(Natural language region descriptions)
··········
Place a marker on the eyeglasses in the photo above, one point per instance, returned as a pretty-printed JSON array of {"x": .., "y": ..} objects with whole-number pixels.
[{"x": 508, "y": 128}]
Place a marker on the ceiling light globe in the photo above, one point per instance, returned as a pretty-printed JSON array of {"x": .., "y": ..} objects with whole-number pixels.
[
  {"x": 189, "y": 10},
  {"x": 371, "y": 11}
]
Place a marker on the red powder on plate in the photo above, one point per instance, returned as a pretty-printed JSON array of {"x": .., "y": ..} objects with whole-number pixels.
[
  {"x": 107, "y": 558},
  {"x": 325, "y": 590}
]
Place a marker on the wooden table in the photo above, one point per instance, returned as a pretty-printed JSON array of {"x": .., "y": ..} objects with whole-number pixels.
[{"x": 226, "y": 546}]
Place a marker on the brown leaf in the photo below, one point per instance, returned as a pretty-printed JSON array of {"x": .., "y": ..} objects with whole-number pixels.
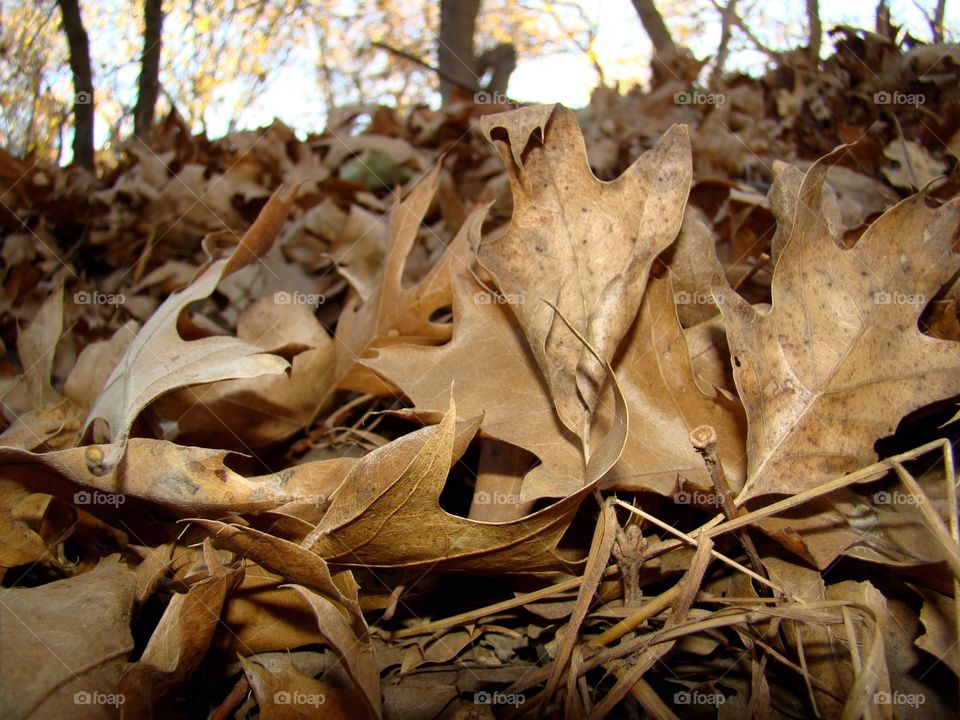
[
  {"x": 64, "y": 645},
  {"x": 191, "y": 481},
  {"x": 290, "y": 695},
  {"x": 159, "y": 360},
  {"x": 355, "y": 651},
  {"x": 583, "y": 245},
  {"x": 838, "y": 359},
  {"x": 180, "y": 640},
  {"x": 397, "y": 487}
]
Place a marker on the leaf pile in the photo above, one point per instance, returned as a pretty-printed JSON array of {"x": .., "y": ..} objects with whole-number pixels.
[{"x": 641, "y": 412}]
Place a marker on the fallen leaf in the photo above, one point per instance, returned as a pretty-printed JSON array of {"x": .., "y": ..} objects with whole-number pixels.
[
  {"x": 838, "y": 359},
  {"x": 580, "y": 244}
]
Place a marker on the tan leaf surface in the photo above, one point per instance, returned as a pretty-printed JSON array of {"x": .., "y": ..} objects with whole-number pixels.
[
  {"x": 63, "y": 646},
  {"x": 290, "y": 695},
  {"x": 355, "y": 651},
  {"x": 181, "y": 639},
  {"x": 190, "y": 481},
  {"x": 581, "y": 244},
  {"x": 838, "y": 359},
  {"x": 158, "y": 360},
  {"x": 258, "y": 411},
  {"x": 397, "y": 487}
]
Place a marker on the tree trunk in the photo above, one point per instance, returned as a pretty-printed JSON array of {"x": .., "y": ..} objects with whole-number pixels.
[
  {"x": 656, "y": 28},
  {"x": 82, "y": 82},
  {"x": 149, "y": 85},
  {"x": 726, "y": 31},
  {"x": 882, "y": 25},
  {"x": 456, "y": 58},
  {"x": 936, "y": 25},
  {"x": 816, "y": 29}
]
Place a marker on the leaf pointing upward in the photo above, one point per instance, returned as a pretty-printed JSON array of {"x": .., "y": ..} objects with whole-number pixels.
[
  {"x": 582, "y": 245},
  {"x": 838, "y": 360},
  {"x": 158, "y": 360}
]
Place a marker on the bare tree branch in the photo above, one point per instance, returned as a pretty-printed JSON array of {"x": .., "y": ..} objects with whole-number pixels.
[
  {"x": 79, "y": 45},
  {"x": 149, "y": 84},
  {"x": 816, "y": 29}
]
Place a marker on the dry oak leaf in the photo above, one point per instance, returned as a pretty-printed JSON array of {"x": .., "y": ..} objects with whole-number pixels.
[
  {"x": 290, "y": 695},
  {"x": 583, "y": 245},
  {"x": 187, "y": 480},
  {"x": 182, "y": 637},
  {"x": 488, "y": 353},
  {"x": 666, "y": 403},
  {"x": 838, "y": 359},
  {"x": 387, "y": 512},
  {"x": 158, "y": 360},
  {"x": 496, "y": 376},
  {"x": 396, "y": 313},
  {"x": 256, "y": 412},
  {"x": 66, "y": 638}
]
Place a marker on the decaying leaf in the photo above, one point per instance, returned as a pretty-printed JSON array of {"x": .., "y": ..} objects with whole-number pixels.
[
  {"x": 579, "y": 244},
  {"x": 838, "y": 359}
]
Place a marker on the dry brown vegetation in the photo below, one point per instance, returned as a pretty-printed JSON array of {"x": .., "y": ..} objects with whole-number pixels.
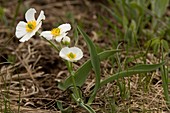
[{"x": 36, "y": 68}]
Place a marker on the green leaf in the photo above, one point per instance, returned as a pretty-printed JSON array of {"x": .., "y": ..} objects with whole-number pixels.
[
  {"x": 159, "y": 7},
  {"x": 165, "y": 44},
  {"x": 113, "y": 14},
  {"x": 82, "y": 73},
  {"x": 142, "y": 68},
  {"x": 95, "y": 61}
]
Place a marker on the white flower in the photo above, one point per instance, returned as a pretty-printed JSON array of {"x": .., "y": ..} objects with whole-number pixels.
[
  {"x": 57, "y": 33},
  {"x": 66, "y": 40},
  {"x": 71, "y": 54},
  {"x": 26, "y": 30}
]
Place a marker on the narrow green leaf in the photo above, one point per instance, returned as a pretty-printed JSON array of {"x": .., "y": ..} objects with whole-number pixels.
[
  {"x": 82, "y": 73},
  {"x": 159, "y": 7},
  {"x": 142, "y": 68},
  {"x": 113, "y": 14}
]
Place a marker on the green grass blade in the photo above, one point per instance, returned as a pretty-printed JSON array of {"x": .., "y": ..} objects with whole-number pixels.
[
  {"x": 159, "y": 7},
  {"x": 142, "y": 68},
  {"x": 113, "y": 14},
  {"x": 95, "y": 61},
  {"x": 82, "y": 73}
]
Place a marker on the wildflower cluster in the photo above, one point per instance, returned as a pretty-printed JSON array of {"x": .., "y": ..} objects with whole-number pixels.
[{"x": 26, "y": 30}]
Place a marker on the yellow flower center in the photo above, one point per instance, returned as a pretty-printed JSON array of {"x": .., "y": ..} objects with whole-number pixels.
[
  {"x": 55, "y": 31},
  {"x": 31, "y": 25},
  {"x": 71, "y": 55}
]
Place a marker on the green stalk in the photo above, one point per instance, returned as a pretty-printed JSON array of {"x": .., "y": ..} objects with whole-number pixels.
[
  {"x": 87, "y": 107},
  {"x": 16, "y": 12},
  {"x": 70, "y": 69},
  {"x": 164, "y": 76}
]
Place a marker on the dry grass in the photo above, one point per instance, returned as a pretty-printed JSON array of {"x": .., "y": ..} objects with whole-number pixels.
[{"x": 37, "y": 68}]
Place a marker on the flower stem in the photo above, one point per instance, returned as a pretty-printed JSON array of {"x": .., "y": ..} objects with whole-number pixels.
[{"x": 70, "y": 69}]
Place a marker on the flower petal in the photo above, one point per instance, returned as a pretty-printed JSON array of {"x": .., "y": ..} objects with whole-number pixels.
··········
DIRECTIONS FOR THIS TASK
Beginning with the line that contains "Place a marker on the wildflower", set down every line through the end of the data without change.

ANSWER SPACE
Place a marker on the wildflower cluster in the photo above, one point per instance, returned as a pretty-printed JSON array of {"x": .., "y": ..} objects with whole-number pixels.
[{"x": 26, "y": 30}]
Place a marker on the yellow flower center in the photo above, one point per instance, returned as a pretty-printed JSON array of {"x": .., "y": ..} objects with whole-number pixels.
[
  {"x": 55, "y": 31},
  {"x": 31, "y": 25},
  {"x": 71, "y": 55}
]
Place a marker on the green stalk in the photo above, one point per instance, returned as a pretty-printed JSON array of {"x": .., "y": ..} objects with whole-number pixels.
[
  {"x": 87, "y": 107},
  {"x": 16, "y": 12},
  {"x": 70, "y": 69},
  {"x": 164, "y": 76}
]
Place a marker on the dry grass in the photo above, one point per instance, returned as a pretty-printed JSON array of {"x": .., "y": ..} objects with whole-number pixels.
[{"x": 37, "y": 68}]
Place a marker on the flower stem in the photo above, one point per instance, returned as a pretty-printed JSON array of {"x": .., "y": ..} objects with whole-number pixels.
[{"x": 70, "y": 69}]
Place a marker on the flower petal in the photo above, one point per instance, returned as a pretty-printed JSON array of {"x": .., "y": ..} objects with whole-number pixels.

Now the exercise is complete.